> _DOCUMENT SECTION_
We resolved to spend the rest of our life in the hallowed sanctuary, Prasanthi Nilayam. The atmosphere was inviting, vibrant with fraternity; felicity, charity and love, unfolding and enfolding. We were glad we had sailed into its calmness and coolness and we decided to drop anchor there. We were only about fifty residents and at the Bhajan sessions in the mornings and evenings, about twenty visitors joined us. On some days, the headmen of the villages around came, with a few farmers to lay before Baba local conflicts for solution, or seek His blessings for ventures in cultivating commercial crops; they led newly bought bullocks so that His Blessings could endow them long life and sound health.
During those years, Baba came down from His room on the first floor usually about four in the evening. It had become quite an unchanging schedule. There were eight tenements on the right of the building, five on the left and a row of six single rooms at the back. These latter were so close to the Mandir that the kitchen smells were wafted into the Bhajan Hall when the wind turned mischievous.

> _DATA SHOWN_
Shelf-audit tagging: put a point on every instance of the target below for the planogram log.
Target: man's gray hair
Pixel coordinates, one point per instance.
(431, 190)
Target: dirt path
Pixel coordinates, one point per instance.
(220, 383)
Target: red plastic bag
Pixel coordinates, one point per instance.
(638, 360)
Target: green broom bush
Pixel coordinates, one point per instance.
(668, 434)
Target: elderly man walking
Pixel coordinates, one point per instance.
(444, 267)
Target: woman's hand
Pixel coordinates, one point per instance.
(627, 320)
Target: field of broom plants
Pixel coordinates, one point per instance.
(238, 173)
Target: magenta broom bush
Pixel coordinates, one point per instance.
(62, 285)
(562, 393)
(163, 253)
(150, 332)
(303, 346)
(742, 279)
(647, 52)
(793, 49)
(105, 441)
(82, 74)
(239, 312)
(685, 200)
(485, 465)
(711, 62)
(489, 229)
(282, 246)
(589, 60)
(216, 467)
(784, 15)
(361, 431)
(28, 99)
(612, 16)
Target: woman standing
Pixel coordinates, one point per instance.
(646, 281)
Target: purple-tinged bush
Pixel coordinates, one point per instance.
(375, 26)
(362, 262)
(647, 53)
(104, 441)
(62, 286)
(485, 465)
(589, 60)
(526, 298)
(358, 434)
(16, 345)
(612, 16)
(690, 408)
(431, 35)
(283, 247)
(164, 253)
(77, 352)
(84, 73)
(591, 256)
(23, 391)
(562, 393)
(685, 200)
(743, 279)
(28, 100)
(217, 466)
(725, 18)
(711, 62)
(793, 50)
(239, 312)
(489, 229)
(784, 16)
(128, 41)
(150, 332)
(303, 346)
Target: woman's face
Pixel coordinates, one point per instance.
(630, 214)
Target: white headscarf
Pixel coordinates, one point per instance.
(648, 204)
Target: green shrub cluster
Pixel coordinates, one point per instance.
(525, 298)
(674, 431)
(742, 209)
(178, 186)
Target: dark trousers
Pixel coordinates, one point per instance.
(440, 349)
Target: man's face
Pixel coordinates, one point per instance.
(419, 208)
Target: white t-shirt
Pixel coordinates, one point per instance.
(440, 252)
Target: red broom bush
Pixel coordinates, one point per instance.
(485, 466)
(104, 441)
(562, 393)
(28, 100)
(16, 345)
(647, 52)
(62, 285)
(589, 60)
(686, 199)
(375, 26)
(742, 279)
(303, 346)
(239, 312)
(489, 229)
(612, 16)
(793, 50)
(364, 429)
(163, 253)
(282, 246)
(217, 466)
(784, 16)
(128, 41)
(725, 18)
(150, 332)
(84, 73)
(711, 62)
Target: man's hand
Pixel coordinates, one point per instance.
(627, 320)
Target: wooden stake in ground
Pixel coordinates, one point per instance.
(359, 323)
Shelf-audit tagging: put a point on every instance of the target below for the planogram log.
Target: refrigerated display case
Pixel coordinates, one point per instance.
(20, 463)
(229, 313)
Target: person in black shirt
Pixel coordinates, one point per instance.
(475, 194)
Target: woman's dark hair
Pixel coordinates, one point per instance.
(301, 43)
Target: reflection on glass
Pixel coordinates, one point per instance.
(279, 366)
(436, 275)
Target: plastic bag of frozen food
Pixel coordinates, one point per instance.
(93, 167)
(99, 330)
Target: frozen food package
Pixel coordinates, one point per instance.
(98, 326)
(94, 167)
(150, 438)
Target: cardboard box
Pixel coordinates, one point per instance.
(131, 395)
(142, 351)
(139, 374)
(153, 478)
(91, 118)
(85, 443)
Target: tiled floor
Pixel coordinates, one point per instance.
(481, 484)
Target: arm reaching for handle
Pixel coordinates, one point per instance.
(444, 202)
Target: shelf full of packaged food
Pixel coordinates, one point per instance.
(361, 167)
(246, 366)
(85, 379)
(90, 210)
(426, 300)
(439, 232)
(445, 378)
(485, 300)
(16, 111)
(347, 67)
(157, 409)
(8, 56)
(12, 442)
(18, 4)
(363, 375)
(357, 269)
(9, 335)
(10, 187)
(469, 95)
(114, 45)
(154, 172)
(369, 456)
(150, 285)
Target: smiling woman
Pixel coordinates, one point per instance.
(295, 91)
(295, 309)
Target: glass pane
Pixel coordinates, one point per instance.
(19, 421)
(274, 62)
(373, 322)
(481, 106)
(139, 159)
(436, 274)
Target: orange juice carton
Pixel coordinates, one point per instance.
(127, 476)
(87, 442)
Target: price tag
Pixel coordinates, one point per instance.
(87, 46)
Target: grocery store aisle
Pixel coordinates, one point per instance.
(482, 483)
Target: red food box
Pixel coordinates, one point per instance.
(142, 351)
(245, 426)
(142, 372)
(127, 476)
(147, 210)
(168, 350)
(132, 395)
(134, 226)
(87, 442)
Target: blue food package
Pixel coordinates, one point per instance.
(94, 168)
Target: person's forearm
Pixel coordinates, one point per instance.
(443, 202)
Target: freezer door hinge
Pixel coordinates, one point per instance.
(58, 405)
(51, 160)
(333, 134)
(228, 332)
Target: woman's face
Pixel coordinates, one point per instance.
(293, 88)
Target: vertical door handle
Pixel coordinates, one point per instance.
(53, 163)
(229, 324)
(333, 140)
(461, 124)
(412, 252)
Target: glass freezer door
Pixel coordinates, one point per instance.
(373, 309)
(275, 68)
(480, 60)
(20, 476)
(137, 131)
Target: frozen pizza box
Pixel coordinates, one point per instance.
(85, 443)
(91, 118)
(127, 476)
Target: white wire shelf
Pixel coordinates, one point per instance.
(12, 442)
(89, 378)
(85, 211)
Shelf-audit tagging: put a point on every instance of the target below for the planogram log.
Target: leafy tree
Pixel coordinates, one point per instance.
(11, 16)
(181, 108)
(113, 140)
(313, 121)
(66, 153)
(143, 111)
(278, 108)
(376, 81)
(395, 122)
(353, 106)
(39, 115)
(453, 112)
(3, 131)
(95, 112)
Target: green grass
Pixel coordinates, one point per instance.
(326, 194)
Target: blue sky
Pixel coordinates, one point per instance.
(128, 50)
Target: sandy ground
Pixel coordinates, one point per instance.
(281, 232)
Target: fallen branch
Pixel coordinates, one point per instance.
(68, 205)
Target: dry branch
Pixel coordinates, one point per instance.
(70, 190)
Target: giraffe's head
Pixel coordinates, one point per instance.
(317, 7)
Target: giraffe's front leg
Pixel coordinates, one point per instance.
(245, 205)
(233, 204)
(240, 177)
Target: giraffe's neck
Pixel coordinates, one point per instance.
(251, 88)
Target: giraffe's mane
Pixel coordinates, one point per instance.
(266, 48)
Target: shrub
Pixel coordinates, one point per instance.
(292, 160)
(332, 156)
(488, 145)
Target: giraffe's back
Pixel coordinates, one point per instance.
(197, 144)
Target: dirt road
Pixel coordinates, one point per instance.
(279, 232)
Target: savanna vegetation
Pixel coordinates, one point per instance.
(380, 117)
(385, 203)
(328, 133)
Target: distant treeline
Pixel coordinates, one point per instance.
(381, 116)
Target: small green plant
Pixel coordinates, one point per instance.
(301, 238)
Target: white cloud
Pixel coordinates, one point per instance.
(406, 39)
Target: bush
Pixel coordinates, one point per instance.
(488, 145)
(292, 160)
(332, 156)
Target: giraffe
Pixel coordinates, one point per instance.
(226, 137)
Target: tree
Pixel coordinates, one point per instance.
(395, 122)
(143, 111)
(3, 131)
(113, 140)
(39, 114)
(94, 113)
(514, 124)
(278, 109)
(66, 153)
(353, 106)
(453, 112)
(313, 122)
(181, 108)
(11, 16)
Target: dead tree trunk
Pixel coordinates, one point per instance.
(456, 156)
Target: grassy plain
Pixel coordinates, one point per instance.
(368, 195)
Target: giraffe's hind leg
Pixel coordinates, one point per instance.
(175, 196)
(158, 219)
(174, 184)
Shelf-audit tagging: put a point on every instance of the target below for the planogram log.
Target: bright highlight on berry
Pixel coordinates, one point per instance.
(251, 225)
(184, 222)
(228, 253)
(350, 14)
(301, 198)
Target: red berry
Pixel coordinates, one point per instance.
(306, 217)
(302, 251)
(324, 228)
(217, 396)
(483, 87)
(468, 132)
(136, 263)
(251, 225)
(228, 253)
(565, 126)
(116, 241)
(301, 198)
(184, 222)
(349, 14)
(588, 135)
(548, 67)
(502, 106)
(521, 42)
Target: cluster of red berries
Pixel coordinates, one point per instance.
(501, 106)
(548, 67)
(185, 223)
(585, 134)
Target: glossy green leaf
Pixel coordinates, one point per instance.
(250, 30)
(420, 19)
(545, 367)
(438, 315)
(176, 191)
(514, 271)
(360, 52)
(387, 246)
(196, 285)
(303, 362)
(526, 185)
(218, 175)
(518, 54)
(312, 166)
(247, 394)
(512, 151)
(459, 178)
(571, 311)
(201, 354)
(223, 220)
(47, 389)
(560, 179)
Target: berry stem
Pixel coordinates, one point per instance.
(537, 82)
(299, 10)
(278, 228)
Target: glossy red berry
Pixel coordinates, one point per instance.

> _REQUIRED TASK_
Please reproduce the Prasanthi Nilayam passage above word for word from "We resolved to" to "and sound health.".

> _THE OUTPUT_
We resolved to spend the rest of our life in the hallowed sanctuary, Prasanthi Nilayam. The atmosphere was inviting, vibrant with fraternity; felicity, charity and love, unfolding and enfolding. We were glad we had sailed into its calmness and coolness and we decided to drop anchor there. We were only about fifty residents and at the Bhajan sessions in the mornings and evenings, about twenty visitors joined us. On some days, the headmen of the villages around came, with a few farmers to lay before Baba local conflicts for solution, or seek His blessings for ventures in cultivating commercial crops; they led newly bought bullocks so that His Blessings could endow them long life and sound health.